Fragmento de origen
Empero, convengamos en que solamente una cultura de responsabilidad
puede abrirnos los ojos frente al problema. “La respuesta debe
orientarse en la afirmación de los ámbitos de la acción humana que
queden excluidos del sometimiento al cálculo, ya sea de la rentabilidad,
ya sea del crecimiento económico per se, y que cuestionen la propia
tendencia actual hacia la totalización de estos cálculos (…) Es la
responsabilidad por las condiciones de posibilidad de la vida humana”.
Y -proclaman Hinkelammert y Mora- a partir de la responsabilidad
aparece la necesidad de los valores. “Valores a los cuales tiene que ser
sometido cualquier cálculo de utilidad (o de interés propio o de
costo-beneficio). Son los valores del bien común cuya validez se
constituye antes de cualquier cálculo, y que desembocan en un conflicto
con el cálculo de rentabilidad y sus resultados. Son los valores del
respeto al ser humano, a su vida en todas sus dimensiones, y del respeto
a la vida de la naturaleza…”

Preguntas
• 1. Explica, según el fragmento sobre la cultura de responsabilidad, de dónde surge la necesidad de los valores y qué debe quedar sometido a ellos.
• 2. Redacta una continuación del fragmento sobre la cultura de responsabilidad a partir de su última oración.
Las entradas son material aparte, sin relación con el fragmento.

Entradas del conjunto de datos
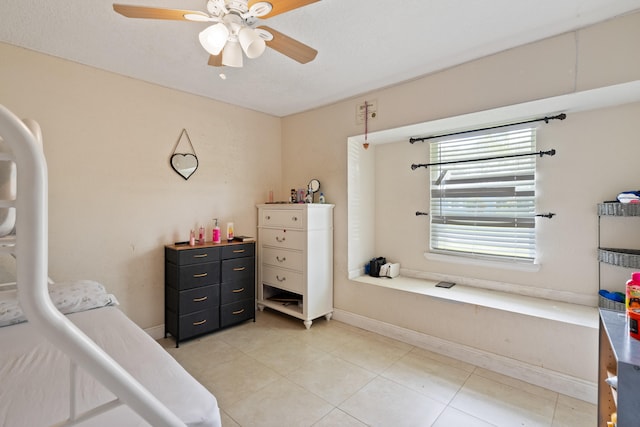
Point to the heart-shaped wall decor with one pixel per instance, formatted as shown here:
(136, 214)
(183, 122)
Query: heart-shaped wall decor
(184, 164)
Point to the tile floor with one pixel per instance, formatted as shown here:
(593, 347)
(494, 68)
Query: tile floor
(275, 373)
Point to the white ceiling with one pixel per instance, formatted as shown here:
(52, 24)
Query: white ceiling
(363, 44)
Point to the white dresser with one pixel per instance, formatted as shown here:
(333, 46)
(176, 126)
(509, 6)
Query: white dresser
(295, 259)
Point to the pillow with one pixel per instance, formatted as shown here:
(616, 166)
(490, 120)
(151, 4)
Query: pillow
(68, 297)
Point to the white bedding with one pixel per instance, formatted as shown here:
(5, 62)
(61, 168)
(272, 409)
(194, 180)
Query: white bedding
(34, 376)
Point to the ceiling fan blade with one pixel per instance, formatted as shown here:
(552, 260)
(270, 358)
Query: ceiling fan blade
(282, 6)
(156, 13)
(215, 60)
(290, 47)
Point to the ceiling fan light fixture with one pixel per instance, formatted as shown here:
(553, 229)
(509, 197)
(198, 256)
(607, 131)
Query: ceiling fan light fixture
(260, 9)
(214, 38)
(232, 54)
(252, 44)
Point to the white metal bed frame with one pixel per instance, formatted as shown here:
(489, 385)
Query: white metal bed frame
(30, 247)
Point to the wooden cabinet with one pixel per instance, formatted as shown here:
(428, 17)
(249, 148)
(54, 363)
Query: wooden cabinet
(208, 287)
(295, 259)
(619, 356)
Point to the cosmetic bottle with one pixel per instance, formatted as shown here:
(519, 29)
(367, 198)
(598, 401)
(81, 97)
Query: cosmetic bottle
(216, 232)
(229, 231)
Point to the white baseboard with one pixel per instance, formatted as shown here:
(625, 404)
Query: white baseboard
(552, 380)
(156, 332)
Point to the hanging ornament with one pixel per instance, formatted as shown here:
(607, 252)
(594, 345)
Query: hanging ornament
(366, 124)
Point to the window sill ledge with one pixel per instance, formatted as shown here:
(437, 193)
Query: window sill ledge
(558, 311)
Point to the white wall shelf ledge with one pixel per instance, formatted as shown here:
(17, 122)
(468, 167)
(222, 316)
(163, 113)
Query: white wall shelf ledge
(559, 311)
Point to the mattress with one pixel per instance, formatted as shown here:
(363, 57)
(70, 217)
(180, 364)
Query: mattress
(34, 376)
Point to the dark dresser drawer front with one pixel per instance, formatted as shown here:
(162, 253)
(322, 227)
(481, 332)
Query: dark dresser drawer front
(195, 275)
(198, 299)
(238, 269)
(236, 312)
(237, 251)
(199, 322)
(237, 291)
(194, 256)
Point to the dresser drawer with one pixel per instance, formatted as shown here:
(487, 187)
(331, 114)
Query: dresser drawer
(238, 269)
(281, 278)
(237, 291)
(193, 255)
(191, 300)
(237, 251)
(286, 218)
(199, 322)
(283, 238)
(237, 312)
(192, 276)
(282, 258)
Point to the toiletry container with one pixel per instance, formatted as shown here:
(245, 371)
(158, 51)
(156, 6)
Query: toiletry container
(216, 232)
(229, 231)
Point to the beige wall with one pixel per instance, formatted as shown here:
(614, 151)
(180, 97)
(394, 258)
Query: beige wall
(114, 201)
(597, 152)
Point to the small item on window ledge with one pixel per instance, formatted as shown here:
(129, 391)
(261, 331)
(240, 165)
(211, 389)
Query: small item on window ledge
(629, 197)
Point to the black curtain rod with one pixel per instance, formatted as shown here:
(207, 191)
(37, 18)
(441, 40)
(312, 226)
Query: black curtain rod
(551, 152)
(561, 116)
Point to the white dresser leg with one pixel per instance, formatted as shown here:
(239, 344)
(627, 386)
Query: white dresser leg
(307, 323)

Resultados del ejercicio
• 1. Según Hinkelammert y Mora, la necesidad de los valores aparece a partir de la responsabilidad. A esos valores tiene que someterse cualquier cálculo de utilidad, ya sea de interés propio o de costo-beneficio.

• 2.
Son estos “los valores del
reconocimiento mutuo entre seres humanos, incluyendo en este
reconocimiento el ser natural de todo ser humano y el reconocimiento de
parte de los seres humanos de la naturaleza externa a ellos. No se
justifican las ventajas calculables en términos de la utilidad o del
interés propio. Con todo, son la base de la vida humana, sin la cual
esta se destruye en el sentido más elemental de la palabra”.
He aquí el meollo. Estos valores interpelan al sistema, y en su nombre
se requiere la resistencia, para transformarlo e intervenirlo. De lo
contrario, supondrían “un moralismo más”. Y confesemos que justamente
moralismo nos parece cualquier constatación de las probabilidades de
Apocalipsis “laico” sin apelar a un enfoque entresacado de una economía
política crítica.
En descargo de los científicos
estadounidenses y australianos, aseveremos que para estos –así lo
asentaron- deviene posible modificar las tasas de desarrollo y alcanzar
una condición de estabilidad ecológica, sostenible, incluso a largo
plazo. “El estado de equilibrio global debería ser diseñado de manera
que las necesidades de cada persona sobre la Tierra sean satisfechas, y
que cada uno tenga iguales posibilidades de realizar su propio potencial
humano”...
Pero ¿estaremos desvariando si afirmamos que
esto aparenta un llamado a ir más allá del capitalismo; si no a la
propia existencia del mercado (razonarían Hinkelammert y Mora), sí a
resistir su absolutización, y a someter su acción a las exigencias de la
misma supervivencia del ser humano, “lo que incluye la suspensión de la
propiedad privada y el mercado siempre que ello sea necesario?”.
Ah, ¿no quisieron concluir tal cosa los realizadores de los célebres
documentos? Pura moralina, mondas abstracciones, en ese caso.